::: PROVIDED TEXT
What? – Let me explain.
Identifiers
OracleDB and PostgreSQL use different characters to build an identifier. The following table shows the differences. The allowed characters are listed in square brackets. Read \p{Alpha}
as any alphabetic letter in the character set of the database.
DBMS | Allowed as First Character | Allowed in Subsequent Characters |
---|---|---|
OracleDB | [\p{Alpha}] | [_$#0-9\p{Alpha}] |
PostgreSQL | [_\p{Alpha}] | [_$0-9\p{Alpha}] |
PostgreSQL allows identifiers that start with an underscore. That’s not a problem. However, OracleDB allows the hash sign (#
) to be used in an identifier. That leads to unexpected results when the PostgreSQL code uses the bitwise XOR operator without spaces around it. Here’s an example
select a#b from t;
PostgreSQL expects that the columns a
and b
exists in table t
.
OracleDB expects that the column a#b
exists in table t
.
In this case, IslandSQL can parse the code without errors. However, the parse tree might not look as expected. That’s a documented limitation and cannot be influenced by setting the dialect. At least not in version 0.10 of IslandSQL. Nevertheless, it shows the impact of a lexical incompatibility.
Inquiry Directives
PL/SQL supports predefined and custom Inquiry Directives. These directives are lexically incompatible with PostgreSQL dollar-quoted string constants.
::::::
::: STORED ROWS
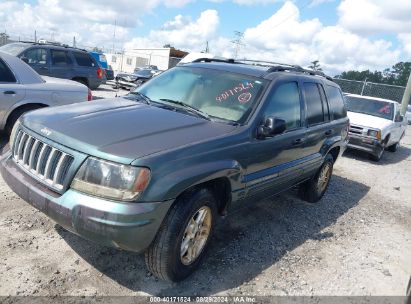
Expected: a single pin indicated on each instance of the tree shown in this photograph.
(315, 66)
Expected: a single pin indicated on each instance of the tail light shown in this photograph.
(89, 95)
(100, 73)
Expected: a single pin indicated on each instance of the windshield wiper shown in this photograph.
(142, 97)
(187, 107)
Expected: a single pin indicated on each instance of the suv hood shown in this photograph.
::::::
::: STORED ROWS
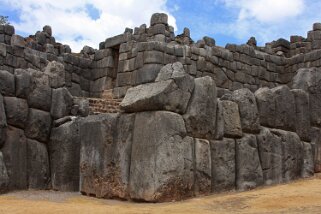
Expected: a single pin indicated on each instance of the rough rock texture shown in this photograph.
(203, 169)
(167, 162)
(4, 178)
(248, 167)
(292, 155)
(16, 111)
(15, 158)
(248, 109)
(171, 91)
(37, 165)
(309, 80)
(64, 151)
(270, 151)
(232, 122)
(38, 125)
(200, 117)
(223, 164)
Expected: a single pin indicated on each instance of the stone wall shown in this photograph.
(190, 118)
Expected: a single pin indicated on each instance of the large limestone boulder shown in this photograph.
::::::
::: STORED ROWS
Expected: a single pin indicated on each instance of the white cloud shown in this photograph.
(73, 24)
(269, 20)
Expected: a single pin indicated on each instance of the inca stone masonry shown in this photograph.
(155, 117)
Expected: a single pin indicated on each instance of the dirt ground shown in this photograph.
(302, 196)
::::::
[WHAT IS ASKED]
**a)** Answer these from the IslandSQL text:
(i) Which character does OracleDB allow in an identifier that PostgreSQL does not?
(ii) Which PostgreSQL operator, written without spaces around it, leads to unexpected results?
(iii) What are PL/SQL Inquiry Directives lexically incompatible with?
**b)** Reproduce the IslandSQL text between "OracleDB expects that" and "a lexical incompatibility.", inclusive.
**c)** Continue the IslandSQL text from the point where it stops.

[OUTPUTS BY TASK]
**a)**
(i) The hash sign (#).
(ii) The bitwise XOR operator.
(iii) PostgreSQL dollar-quoted string constants.

**b)**
OracleDB expects that the column a#b
exists in table t
.
In this case, IslandSQL can parse the code without errors. However, the parse tree might not look as expected. That’s a documented limitation and cannot be influenced by setting the dialect. At least not in version 0.10 of IslandSQL. Nevertheless, it shows the impact of a lexical incompatibility.

**c)**
Here’s an example:
alter session set plsql_ccflags = 'custom1:41, custom2:42';
begin
dbms_output.put_line($$custom1);
dbms_output.put_line($$custom2 || '(2)');
end;
By default, this causes a parse error, because $$custom1);\n dbms_output.put_line($$
is identified as a dollar-quoted string constant by the lexer. As a result, the code is interpreted like this:
alter session set plsql_ccflags = 'custom1:41, custom2:42';
begin
dbms_output.put_line('custom1);
dbms_output.put_line('custom2 || '(2)');
end;
This makes it clearer, why we get a syntax error in line 4 at custom2
.
In this case, we have to set the SQL dialect to ORACLEDB
to parse custom_inquiry_directives.sql
without errors.
Predefined Inquiry Directives
To simplify the use, we want to avoid specifying the SQL dialect. One way to achieve that is to handle predefined inquiry directives in the GENERIC
SQL dialect.
Here’s an example, that does not report syntax errors:
begin
dbms_output.put_line($$plsql_line);
dbms_output.put_line($$plsql_line || '(2)');
end;
We know the predefined inquiry directives and can deal with them in the lexer.
However, this special treatment can cause problems in corner cases like this one:
do '
begin
raise notice $$plsql_line is a predefined inquiry directive$$;
end
';
In such cases, we should use the POSTGRESQL
dialect to avoid parse errors.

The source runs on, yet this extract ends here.